— EXERCISE DESCRIPTION —
Would you please write out each entry that follows, exactly as written?

══ DATA

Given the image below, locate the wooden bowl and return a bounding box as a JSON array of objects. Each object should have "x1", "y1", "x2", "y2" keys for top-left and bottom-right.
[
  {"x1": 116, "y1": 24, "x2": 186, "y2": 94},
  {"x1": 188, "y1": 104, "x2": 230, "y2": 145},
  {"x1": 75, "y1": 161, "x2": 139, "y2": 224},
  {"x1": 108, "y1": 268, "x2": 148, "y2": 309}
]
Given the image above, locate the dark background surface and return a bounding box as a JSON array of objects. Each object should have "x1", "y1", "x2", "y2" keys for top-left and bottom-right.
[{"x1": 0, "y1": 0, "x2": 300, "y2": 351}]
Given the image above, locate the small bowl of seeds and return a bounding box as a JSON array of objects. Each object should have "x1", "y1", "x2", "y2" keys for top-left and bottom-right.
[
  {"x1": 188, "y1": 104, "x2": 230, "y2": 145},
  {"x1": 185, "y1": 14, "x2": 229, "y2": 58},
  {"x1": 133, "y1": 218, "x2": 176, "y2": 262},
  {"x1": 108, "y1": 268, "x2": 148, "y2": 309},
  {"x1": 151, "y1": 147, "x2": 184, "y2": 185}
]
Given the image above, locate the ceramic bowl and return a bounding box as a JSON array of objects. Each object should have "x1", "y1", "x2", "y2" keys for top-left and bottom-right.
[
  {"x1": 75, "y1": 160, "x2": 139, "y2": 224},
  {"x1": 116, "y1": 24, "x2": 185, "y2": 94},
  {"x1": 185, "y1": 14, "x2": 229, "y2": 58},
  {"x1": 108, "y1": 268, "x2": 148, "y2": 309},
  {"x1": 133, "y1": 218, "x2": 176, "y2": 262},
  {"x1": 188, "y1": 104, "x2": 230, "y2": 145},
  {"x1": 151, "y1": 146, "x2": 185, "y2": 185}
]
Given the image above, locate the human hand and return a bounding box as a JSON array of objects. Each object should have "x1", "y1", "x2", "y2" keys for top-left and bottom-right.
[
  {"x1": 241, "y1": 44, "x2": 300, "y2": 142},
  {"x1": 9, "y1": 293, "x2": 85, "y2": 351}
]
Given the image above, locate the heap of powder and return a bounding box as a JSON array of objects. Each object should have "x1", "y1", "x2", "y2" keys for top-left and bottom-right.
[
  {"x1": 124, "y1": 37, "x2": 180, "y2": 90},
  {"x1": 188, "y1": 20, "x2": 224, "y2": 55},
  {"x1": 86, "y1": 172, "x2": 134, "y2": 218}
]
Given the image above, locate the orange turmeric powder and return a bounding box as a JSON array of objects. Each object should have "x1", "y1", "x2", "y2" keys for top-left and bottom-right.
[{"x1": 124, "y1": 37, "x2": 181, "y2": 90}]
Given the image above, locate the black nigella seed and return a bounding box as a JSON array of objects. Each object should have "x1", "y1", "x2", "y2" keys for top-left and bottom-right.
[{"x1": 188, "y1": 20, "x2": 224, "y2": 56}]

════

— WRITTEN RESPONSE —
Given the image below, locate the wooden bowl and return a bounding box as a JSON array of objects. Each object should have "x1", "y1", "x2", "y2" keys for top-left and bottom-right.
[
  {"x1": 116, "y1": 24, "x2": 186, "y2": 94},
  {"x1": 188, "y1": 104, "x2": 230, "y2": 145},
  {"x1": 75, "y1": 161, "x2": 139, "y2": 224},
  {"x1": 108, "y1": 268, "x2": 148, "y2": 309}
]
Given the image above, locate the dark background surface and return a bounding box as a JSON array of objects. Each object should have "x1", "y1", "x2", "y2" keys for top-left and bottom-right.
[{"x1": 0, "y1": 0, "x2": 300, "y2": 351}]
Given the image above, locate the small bowl of seeds and return a bounding box as a JSON array of objects. Each object should have "x1", "y1", "x2", "y2" keys for top-left and bottom-right.
[
  {"x1": 188, "y1": 104, "x2": 230, "y2": 145},
  {"x1": 185, "y1": 14, "x2": 229, "y2": 58},
  {"x1": 133, "y1": 218, "x2": 176, "y2": 262},
  {"x1": 108, "y1": 268, "x2": 148, "y2": 309},
  {"x1": 151, "y1": 147, "x2": 184, "y2": 185}
]
Given the image above, locate the ceramic bowl and return a bounding box as a JSON array of objects. Each object should have "x1", "y1", "x2", "y2" keys for top-left and bottom-right.
[
  {"x1": 75, "y1": 160, "x2": 139, "y2": 224},
  {"x1": 116, "y1": 24, "x2": 185, "y2": 94},
  {"x1": 185, "y1": 14, "x2": 229, "y2": 58},
  {"x1": 108, "y1": 268, "x2": 148, "y2": 309},
  {"x1": 133, "y1": 218, "x2": 176, "y2": 262},
  {"x1": 188, "y1": 104, "x2": 230, "y2": 145},
  {"x1": 151, "y1": 146, "x2": 185, "y2": 185}
]
Given the image above, locate the human hand and return a bounding box as a JSON array of objects. Each object should have "x1", "y1", "x2", "y2" keys for top-left and bottom-right.
[
  {"x1": 241, "y1": 44, "x2": 300, "y2": 142},
  {"x1": 9, "y1": 293, "x2": 85, "y2": 351}
]
Given the image above, locate the heap of powder and return a bounding box as a JSON array of objects. Each object should have "x1", "y1", "x2", "y2" keys for top-left and bottom-right.
[
  {"x1": 124, "y1": 37, "x2": 180, "y2": 90},
  {"x1": 188, "y1": 20, "x2": 224, "y2": 55},
  {"x1": 86, "y1": 172, "x2": 134, "y2": 218}
]
Given the image above, locate the orange turmeric powder and return a bounding box as a JSON array of objects. Each object should have "x1", "y1", "x2", "y2" keys for top-left and bottom-right.
[{"x1": 124, "y1": 37, "x2": 181, "y2": 90}]
Given the image above, locate the black nigella seed and return a bounding box as a JSON array of objects. Each object should have "x1", "y1", "x2", "y2" keys for top-left and bottom-right.
[{"x1": 188, "y1": 20, "x2": 224, "y2": 56}]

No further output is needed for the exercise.